#### [Consigne]
Rédigez la suite du texte consacré à la stratégie révolutionnaire, en reprenant juste après sa dernière phrase.

#### [Texte source]

+++++

Et Daniel de souligner l’importance de cette « crise nationale » et pas seulement celle de « crise révolutionnaire ». Mais, rappelle-t-il, à la suite de Lénine, « pour qu’elle puisse déboucher sur une issue victorieuse, il faut un quatrième élément : un projet et une force consciente […] ; [le parti] n’est pas réduit à un porteur d’idées. Il est au contraire la pièce centrale du dispositif stratégique de la révolution prolétarienne ».
Quels projets stratégiques ? Ni « pari, ni imaginer un scénario » ; « …dégager les leçons générales des expériences existantes », « l’expérience reste à faire ». Daniel montre que le débat « gramscien », fondé sur la différence entre « Orient » (avec État gendarme) et « Occident » (avec État déployé et articulé), était en fait déjà présent dans les réflexions de Lénine et Trotski et de biens d’autres. De Trotski il reprend l’idée que deux hypothèses peuvent se présenter. Celle « d’un effondrement brutal de l’État national, laissant un vide politique qui doit nécessairement se remplir en peu de temps d’un autre contenu », et « la possibilité d’une crise plus lente, plus longue, avec des paliers » (comme en Allemagne, de 1918 à 1923). Daniel développe alors longuement comment la problématique du Front unique ouvrier surgit à la suite des expériences hongroise et allemande. Il reprend ensuite les deux grands modèles, celui de la guerre révolutionnaire prolongée (comme en Chine), celui de la grève générale insurrectionnelle, « coexistence conflictuelle, dans un espace principalement urbain, de forces sociales et d’institutions antagoniques ». Ce qui « implique un dénouement rapide ». Il est un peu étonnant que cette deuxième hypothèse qui indique en fait principalement une situation de double pouvoir soit entièrement ramassée sous le terme de « grève générale » qui est une forme bien déterminée. C’était, c’est vrai, la tradition à l’époque. J’ai expliqué ailleurs pourquoi ce terme est peu cohérent avec la préoccupation générale, trop limité en quelque sorte2. D’ailleurs, Daniel lui-même y met des choses bien diverses : la Révolution russe (pourtant Octobre 17 lui-même n’est pas spécialement une grève générale, mais l’assaut, de nuit, du palais d’Hiver) et… la révolution allemande, dont justement il vient d’expliquer qu’elle s’étale sur plusieurs années. En fait, à travers une multitude d’exemples (Espagne, Chili, France, etc.) ce que Daniel décrit c’est la manière dont se présente la confrontation éventuelle de deux pouvoirs ou au moins de deux légitimités. Avec, à chaque fois, des moments, très courts, à ne pas rater. Dans ce cas, il rapporte l’exemple dramatique de l’insurrection sans grève de Hambourg en octobre 1923 : « pendant trois jours, les militants du parti se battent… pendant que la majorité des travailleurs continuent à travailler ».

+++++

[Entrées de données enregistrées]

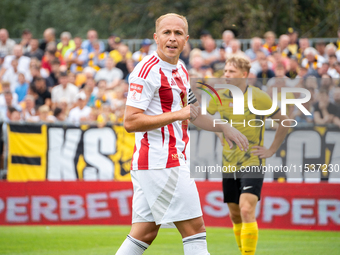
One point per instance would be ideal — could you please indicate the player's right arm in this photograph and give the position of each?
(136, 121)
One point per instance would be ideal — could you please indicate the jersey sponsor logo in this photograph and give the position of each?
(173, 83)
(176, 156)
(247, 187)
(135, 92)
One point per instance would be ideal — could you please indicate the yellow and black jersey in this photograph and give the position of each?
(261, 101)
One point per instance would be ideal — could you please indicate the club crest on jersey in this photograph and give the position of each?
(135, 91)
(173, 83)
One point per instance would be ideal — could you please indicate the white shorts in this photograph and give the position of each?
(164, 196)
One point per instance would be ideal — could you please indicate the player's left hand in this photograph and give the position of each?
(194, 112)
(262, 152)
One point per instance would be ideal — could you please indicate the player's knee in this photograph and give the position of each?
(149, 237)
(247, 212)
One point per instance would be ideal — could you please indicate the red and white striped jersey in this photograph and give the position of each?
(156, 87)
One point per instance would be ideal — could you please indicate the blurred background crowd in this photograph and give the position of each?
(62, 78)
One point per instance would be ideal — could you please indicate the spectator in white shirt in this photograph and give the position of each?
(6, 44)
(210, 53)
(110, 73)
(12, 74)
(144, 51)
(29, 109)
(227, 37)
(23, 61)
(43, 115)
(81, 112)
(64, 91)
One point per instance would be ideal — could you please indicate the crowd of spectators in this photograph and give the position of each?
(75, 80)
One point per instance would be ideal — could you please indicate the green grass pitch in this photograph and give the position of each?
(67, 240)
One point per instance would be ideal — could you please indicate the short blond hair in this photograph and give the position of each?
(240, 63)
(186, 26)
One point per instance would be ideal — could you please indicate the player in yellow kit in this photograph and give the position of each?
(242, 189)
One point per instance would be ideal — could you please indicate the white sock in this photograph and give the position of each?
(132, 246)
(196, 244)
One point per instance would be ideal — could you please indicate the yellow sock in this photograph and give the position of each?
(237, 231)
(249, 236)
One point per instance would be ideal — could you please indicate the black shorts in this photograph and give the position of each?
(234, 184)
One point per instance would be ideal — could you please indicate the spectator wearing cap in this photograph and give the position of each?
(126, 56)
(49, 36)
(11, 75)
(324, 110)
(256, 65)
(6, 44)
(6, 87)
(92, 38)
(66, 43)
(312, 60)
(81, 112)
(218, 65)
(144, 51)
(35, 72)
(336, 98)
(282, 46)
(256, 45)
(330, 50)
(34, 50)
(96, 58)
(293, 40)
(49, 57)
(43, 95)
(112, 43)
(269, 44)
(28, 106)
(332, 60)
(304, 44)
(210, 52)
(293, 67)
(55, 72)
(121, 53)
(320, 46)
(64, 91)
(205, 34)
(59, 115)
(265, 74)
(227, 37)
(235, 46)
(43, 115)
(8, 98)
(76, 58)
(21, 88)
(185, 54)
(26, 38)
(23, 61)
(337, 44)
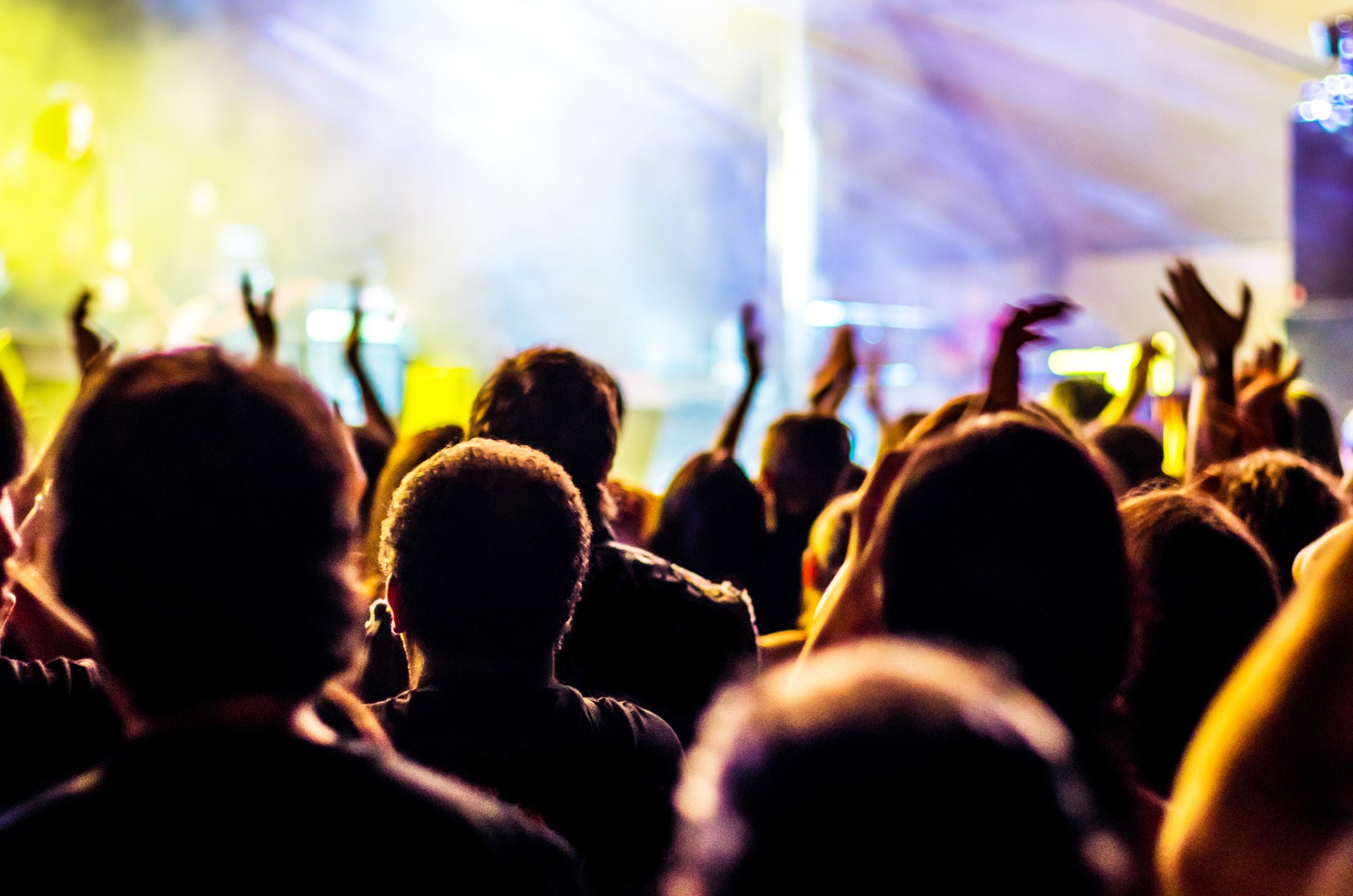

+++++

#### [Réponse]
Daniel aborde ensuite la grande ligne de partage entre réforme et révolution, qui ne se limite justement pas au moment révolutionnaire : « On ne peut imaginer une crise nationale révolutionnaire […] sans un apprentissage préalable ; sans que le mouvement ouvrier ait conquis un espace de légitimité, reconquis des fonctions sociales quotidiennes, affirmé une autorité sociale et alternative […]. Le parti révolutionnaire ne peut se réduire au parti de la grève générale et de l’insurrection ». D’où les longs développements sur « Hégémonie et Front unique » du chapitre V, où est développé comment peuvent et doivent se combiner la lutte pour l’unité du front de classe et l’autonomie des perspectives révolutionnaires (« Féconder le front unique d’un contenu révolutionnaire », selon la formule de Trotski).
Daniel rappelle le débat sur le mot d’ordre de « gouvernement ouvrier », qui ne peut prendre un sens concret que dans cette phase de confrontation révolutionnaire de longue durée que montre la révolution allemande, par exemple. Mais qui, comme le rappelait Radek en réponse à Bordiga n’est pas un pseudonyme de la dictature du prolétariat (« pseudonyme ridicule, puisqu’il reviendrait à dire en même temps : je m’appelle Tartempion, mais en réalité mon nom est Dupont »).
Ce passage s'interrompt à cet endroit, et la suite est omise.